Your task is to return the listing below word for word, without any of its images.

------------

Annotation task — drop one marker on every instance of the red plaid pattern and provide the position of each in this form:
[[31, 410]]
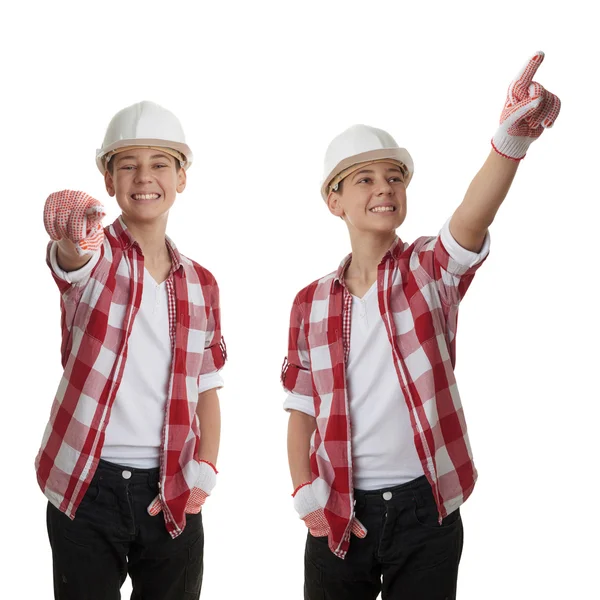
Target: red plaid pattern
[[97, 318], [75, 216], [528, 110], [419, 289]]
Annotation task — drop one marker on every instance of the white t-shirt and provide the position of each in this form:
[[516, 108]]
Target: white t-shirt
[[134, 432], [383, 450]]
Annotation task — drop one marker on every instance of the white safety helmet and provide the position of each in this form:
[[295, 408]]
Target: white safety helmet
[[148, 125], [357, 145]]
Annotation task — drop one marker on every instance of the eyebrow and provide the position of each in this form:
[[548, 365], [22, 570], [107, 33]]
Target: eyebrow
[[131, 157], [370, 172]]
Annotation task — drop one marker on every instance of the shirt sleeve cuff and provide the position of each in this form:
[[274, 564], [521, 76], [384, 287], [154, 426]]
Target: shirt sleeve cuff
[[461, 255], [301, 403], [210, 381], [72, 276]]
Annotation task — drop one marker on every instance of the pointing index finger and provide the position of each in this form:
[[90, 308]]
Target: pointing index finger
[[526, 74]]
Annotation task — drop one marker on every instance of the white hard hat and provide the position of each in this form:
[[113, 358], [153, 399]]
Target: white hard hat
[[144, 124], [359, 144]]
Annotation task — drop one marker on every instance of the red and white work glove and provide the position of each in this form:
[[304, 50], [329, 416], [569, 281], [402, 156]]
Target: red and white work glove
[[529, 109], [311, 512], [77, 217], [207, 479]]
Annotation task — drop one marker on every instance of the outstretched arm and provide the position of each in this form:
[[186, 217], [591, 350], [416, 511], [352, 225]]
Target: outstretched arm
[[529, 109]]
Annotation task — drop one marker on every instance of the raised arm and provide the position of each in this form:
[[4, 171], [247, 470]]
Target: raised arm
[[528, 110]]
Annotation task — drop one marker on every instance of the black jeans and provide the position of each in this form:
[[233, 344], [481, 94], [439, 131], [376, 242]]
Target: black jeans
[[405, 546], [113, 535]]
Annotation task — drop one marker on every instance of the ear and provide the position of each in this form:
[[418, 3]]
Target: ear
[[334, 204], [181, 180], [109, 183]]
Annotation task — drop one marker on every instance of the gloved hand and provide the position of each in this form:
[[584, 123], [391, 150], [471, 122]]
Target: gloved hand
[[312, 513], [77, 217], [207, 479], [529, 109]]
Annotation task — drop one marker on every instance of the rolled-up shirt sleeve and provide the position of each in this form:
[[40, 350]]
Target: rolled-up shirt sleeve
[[210, 381], [299, 402], [462, 259]]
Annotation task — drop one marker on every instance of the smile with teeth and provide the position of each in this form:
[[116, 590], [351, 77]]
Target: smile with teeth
[[145, 196], [383, 209]]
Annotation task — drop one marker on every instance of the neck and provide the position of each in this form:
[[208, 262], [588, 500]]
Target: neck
[[367, 252], [150, 237]]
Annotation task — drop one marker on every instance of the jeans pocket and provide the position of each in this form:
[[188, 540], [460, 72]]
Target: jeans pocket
[[427, 516], [195, 567]]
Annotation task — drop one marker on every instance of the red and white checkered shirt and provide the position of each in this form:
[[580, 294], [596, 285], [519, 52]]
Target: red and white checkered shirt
[[419, 288], [98, 312]]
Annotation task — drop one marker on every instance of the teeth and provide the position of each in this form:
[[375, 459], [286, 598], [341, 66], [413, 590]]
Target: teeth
[[145, 196], [383, 209]]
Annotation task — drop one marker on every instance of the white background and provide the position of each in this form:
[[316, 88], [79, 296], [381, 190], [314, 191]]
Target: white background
[[261, 88]]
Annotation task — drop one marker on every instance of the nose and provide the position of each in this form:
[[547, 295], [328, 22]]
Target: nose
[[143, 174], [384, 188]]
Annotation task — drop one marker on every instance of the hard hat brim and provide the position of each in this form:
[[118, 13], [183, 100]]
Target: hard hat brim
[[398, 154], [182, 148]]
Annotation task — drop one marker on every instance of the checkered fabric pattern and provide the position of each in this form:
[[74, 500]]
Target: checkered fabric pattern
[[75, 216], [419, 289], [98, 313], [207, 479], [529, 109]]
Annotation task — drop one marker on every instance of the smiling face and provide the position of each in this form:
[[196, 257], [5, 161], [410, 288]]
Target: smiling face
[[372, 199], [145, 182]]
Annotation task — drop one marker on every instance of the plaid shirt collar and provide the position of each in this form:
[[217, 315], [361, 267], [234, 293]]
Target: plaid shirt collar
[[126, 240], [393, 252]]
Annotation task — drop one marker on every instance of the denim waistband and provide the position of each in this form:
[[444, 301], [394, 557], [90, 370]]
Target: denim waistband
[[418, 490], [113, 472]]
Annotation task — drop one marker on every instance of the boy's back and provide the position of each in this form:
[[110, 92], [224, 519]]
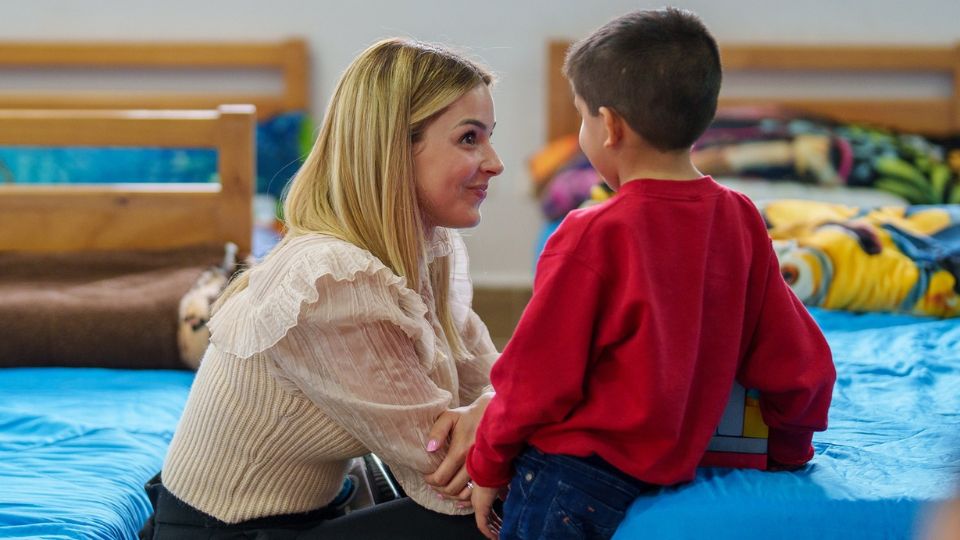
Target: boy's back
[[645, 309]]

------------

> [Written reply]
Annotation task — drop one marker on every instance of the red plaid pattern and provide the position of each in this form:
[[31, 410]]
Target: red plaid pattern
[[97, 318], [75, 216], [528, 110], [419, 289]]
Annotation task — drop one marker on every instance of the white t-shirt and provide the position of each in this form:
[[516, 108]]
Target: white t-shirt
[[134, 432], [383, 450]]
Annotation task — drop one marker on every instance of the white safety helmet and provide the position of each in this form:
[[295, 408]]
Target: white safety helmet
[[148, 125], [357, 145]]
Annotation task — drop one marker on every instance of the eyebrow and provide the position of each in this form:
[[548, 365], [22, 570], [107, 33]]
Target: eyebrow
[[131, 157], [370, 172]]
Annotation task — drop one marker on every instance of the shirt sleeve cuff and provide the position of each in this form:
[[274, 564], [521, 76], [384, 287], [154, 426]]
Target: shirt sleeve cuff
[[461, 255], [301, 403], [210, 381], [72, 276]]
Annotation task — drop one marker on every instance of the pointing index finger and provide the position of each in this form:
[[90, 308]]
Target: pointing index finger
[[526, 74]]
Annotation task — drop one marker on every instance of the white hard hat and provide the position of each in this form:
[[113, 358], [153, 399]]
Target: white hard hat
[[144, 124], [359, 144]]
Annotation task — drop one marker on every instance of the red and white work glove and provide the position of each in this form:
[[304, 50], [329, 416], [569, 281], [402, 156]]
Target: red and white work glove
[[529, 109], [311, 512], [77, 217], [207, 479]]
Annotation task — drop one marker on every instance of the outstretched arm and provide the position of each in this form:
[[186, 217], [591, 350], [416, 511], [352, 225]]
Target: outstretched arm
[[529, 109]]
Annotation task — drop one marker on every instance of the raised arm and provide the position of each in this form:
[[4, 171], [247, 470]]
Target: raised arm
[[528, 110]]
Annotation task — drop one marker on every instance of the black jeans and provide the position of each in this form:
[[233, 344], [481, 94], [439, 131], [376, 242]]
Target: black jeans
[[405, 546], [113, 535]]
Annotation task — drop one marker on every instance of the ear and provide the position of each in this form:
[[418, 3]]
Target: ear
[[334, 204], [181, 180], [109, 183]]
Annotation task — drop one marker on every instance of the gloved hand and provide the position of each in this form:
[[584, 123], [391, 150], [471, 122]]
Target: gloved hand
[[312, 513], [77, 217], [207, 479], [529, 109]]
Annotation task — drop one marker on every instance of the rolled-up shirt sleeve and provide the position of each in this form:
[[40, 350]]
Target: rolled-up shirt sleeve
[[210, 381], [299, 402], [462, 259]]
Annotation task — drop one marker on every instance of the smile with teeth and provide the position of each in this form:
[[116, 590], [351, 77]]
Target: smile with teeth
[[145, 196], [383, 209]]
Annotation task — drop one marker on every instance of the neck and provide the position of each in this form:
[[208, 262], [588, 500]]
Target: neck
[[367, 252], [150, 237]]
Annotation task — drop one marker on every instance of the jeans pocket and provide the position of each in this form:
[[188, 540], [460, 72]]
Target: jeans pocket
[[427, 516], [195, 567]]
Annotation task — drop one marker on every instance of the red and white checkered shirt and provide the position of each in this form:
[[580, 294], [596, 285], [519, 52]]
Target: red and white checkered shirt
[[419, 288], [98, 312]]
Annotation task — drop one marker on every instance of the teeth and provide the position of each in this form:
[[375, 459], [286, 598], [341, 66], [413, 590]]
Target: teeth
[[145, 196], [383, 209]]
Annotation task — drop one marker on every instance of the white background and provide the position of each in this form:
[[316, 88], [79, 296], [381, 190], [314, 191]]
Target: white background
[[261, 88]]
Annotation task — drop one marker on every instance of the nose and provide the position of each in this form:
[[547, 295], [328, 22]]
Target: nose
[[143, 174], [384, 188]]
Annotation task — drop one marker on every instance of the hard hat brim and provide the position of each in this form:
[[118, 13], [183, 100]]
Target: hard hat brim
[[398, 154], [182, 148]]
Annotation task — drop one marker on every instance of the checkered fabric pattern and provide the position of each in this form:
[[74, 500]]
Target: checkered fabric pattern
[[75, 216], [419, 289], [98, 313], [207, 479], [529, 109]]
Annotation task — drop one marker on every instance of the smiling face and provide the position of each in this form:
[[196, 257], [5, 161], [410, 288]]
Target: smiling face
[[372, 199], [145, 182]]
Annotation task — drop one marker on every instance of the plaid shirt collar and provide the position of each in this form:
[[217, 315], [361, 267], [234, 293]]
Target: plaid shirt collar
[[126, 240], [393, 252]]
Annotation task — drop one marker on every instance of the denim waistband and provide the position of each in this form:
[[444, 301], [394, 557], [90, 370]]
Target: denim waistband
[[418, 490], [113, 472]]
Annotation task — drop one marker on every instance of the boy's back and provide the position of each in this form:
[[110, 92], [224, 519]]
Target: boy's back
[[645, 309]]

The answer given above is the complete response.